• _AIM OF THE EXERCISE_
Carry on the passage about the artist Claudia Hart, picking up right after its final sentence.

• _SOURCE_
Claudia Hart emerged as part of that generation of 90s intermedia artists producing what was known then as “identity art,” that she later filtered and updated through the scrim of rapidly developing technologies. Hart’s work is about issues of the body, perception and nature, charting the natural as it collapses into and merges with increasingly encroaching new technologies. In Claudia’s work everything is fluid, including gender. She considers it Cyborg-ish, so she creates liminal spaces, and is in love with the interface between real and unreal because it lends itself to contemplation and transformation. 

Hart was very early into virtual imaging, using 3D animation to make media installations and projections, then later as they were invented, other forms of VR, AR, and objects using computer-driven production machines, all adapted from the same computer models. She is considered a pioneer in this, taking a feminist position in a world without women when she entered the space 27 years ago, inspired by the French media artists of the 60s.

Hart produces real things, not just mediated ones, meaning “mediated objects” (digitally enabled sculptures, drawings, paintings, wallpaper, crafts), and projections on painted walls and human bodies wearing sculptural screens of some sort. She produces bodies of work shown in galleries that then inspire performances that are shown in the experimental theater and performance context.

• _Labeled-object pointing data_
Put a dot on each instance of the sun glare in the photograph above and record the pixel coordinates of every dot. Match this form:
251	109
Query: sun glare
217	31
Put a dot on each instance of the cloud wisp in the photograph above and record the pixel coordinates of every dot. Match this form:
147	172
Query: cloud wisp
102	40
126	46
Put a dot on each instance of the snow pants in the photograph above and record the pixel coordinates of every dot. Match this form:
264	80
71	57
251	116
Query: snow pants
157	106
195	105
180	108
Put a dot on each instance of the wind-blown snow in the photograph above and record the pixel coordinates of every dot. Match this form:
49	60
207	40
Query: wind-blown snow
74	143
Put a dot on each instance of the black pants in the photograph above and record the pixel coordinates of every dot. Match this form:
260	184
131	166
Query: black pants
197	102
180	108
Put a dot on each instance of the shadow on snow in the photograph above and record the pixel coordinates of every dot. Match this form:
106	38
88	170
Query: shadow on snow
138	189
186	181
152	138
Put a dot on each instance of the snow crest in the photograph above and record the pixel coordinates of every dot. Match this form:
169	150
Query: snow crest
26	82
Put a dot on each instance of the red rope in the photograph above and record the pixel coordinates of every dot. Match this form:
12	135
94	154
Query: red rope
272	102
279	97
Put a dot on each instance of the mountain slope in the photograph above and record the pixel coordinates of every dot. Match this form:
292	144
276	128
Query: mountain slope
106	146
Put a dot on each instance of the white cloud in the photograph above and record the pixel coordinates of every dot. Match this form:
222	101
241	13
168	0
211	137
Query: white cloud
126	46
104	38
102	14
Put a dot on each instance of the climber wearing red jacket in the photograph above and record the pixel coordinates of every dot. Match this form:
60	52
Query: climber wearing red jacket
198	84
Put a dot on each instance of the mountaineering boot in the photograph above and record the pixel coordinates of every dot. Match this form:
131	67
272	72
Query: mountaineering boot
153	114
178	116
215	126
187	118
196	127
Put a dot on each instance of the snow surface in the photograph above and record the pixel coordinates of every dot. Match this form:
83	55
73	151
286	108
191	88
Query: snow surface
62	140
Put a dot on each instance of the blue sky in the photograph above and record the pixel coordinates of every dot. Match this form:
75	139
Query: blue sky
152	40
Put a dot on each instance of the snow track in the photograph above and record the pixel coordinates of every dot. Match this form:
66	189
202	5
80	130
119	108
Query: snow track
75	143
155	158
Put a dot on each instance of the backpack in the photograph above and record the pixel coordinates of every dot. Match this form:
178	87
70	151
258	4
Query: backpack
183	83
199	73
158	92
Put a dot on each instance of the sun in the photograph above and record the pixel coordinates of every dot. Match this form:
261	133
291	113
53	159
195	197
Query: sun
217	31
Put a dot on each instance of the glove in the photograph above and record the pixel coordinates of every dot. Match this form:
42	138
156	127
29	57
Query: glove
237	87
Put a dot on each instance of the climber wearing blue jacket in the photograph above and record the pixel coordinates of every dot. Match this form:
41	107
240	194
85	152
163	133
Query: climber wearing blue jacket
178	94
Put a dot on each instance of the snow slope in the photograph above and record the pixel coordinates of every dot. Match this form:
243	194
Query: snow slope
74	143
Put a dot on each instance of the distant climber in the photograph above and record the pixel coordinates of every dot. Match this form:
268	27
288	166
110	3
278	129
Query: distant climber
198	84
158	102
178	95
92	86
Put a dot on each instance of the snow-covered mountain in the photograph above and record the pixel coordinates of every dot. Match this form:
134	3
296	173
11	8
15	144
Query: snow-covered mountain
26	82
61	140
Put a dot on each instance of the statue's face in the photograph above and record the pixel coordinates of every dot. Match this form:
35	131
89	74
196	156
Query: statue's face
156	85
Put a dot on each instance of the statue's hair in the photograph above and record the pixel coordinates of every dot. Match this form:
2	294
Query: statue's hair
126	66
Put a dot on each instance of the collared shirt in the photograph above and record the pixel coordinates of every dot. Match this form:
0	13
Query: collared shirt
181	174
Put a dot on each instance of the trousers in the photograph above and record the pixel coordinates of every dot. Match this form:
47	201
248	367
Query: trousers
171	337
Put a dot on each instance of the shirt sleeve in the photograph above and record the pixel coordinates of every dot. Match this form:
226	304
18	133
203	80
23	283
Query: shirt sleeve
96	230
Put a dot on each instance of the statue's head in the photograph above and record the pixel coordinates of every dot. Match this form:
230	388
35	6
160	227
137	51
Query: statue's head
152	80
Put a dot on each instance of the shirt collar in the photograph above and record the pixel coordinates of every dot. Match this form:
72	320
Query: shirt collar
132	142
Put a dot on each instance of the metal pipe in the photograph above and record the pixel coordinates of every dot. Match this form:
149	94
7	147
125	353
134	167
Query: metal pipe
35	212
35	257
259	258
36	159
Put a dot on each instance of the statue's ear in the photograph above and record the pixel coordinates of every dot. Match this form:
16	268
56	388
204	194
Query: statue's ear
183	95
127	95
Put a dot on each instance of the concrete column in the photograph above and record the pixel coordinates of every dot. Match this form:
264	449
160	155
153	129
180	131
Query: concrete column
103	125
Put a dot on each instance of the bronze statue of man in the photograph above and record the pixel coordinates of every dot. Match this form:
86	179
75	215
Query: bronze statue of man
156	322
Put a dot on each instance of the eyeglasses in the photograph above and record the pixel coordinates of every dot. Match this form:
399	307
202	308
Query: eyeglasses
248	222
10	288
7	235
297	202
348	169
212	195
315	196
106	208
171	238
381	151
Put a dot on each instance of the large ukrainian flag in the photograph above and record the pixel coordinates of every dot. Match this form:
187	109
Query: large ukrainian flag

• _ANSWER TO THE PROBLEM_
Hart’s work is symbolist and poetic, not really narrative, but vaguely so, and is mesmerizing, hypnotic and formal. Bodies or natural forms like flowers always appear in her work. Hart calls her work, “post photography,” and has created a body of theoretical writings and exhibitions based on this concept. The occupants of her worlds are generated by computer models instead of captured with a camera. At The School of the Art Institute of Chicago, where she is now a Professor Emeritus, she developed a pedagogic program based on this concept. It is called Experimental 3D and is the first art-school curriculum teaching simulations-technologies.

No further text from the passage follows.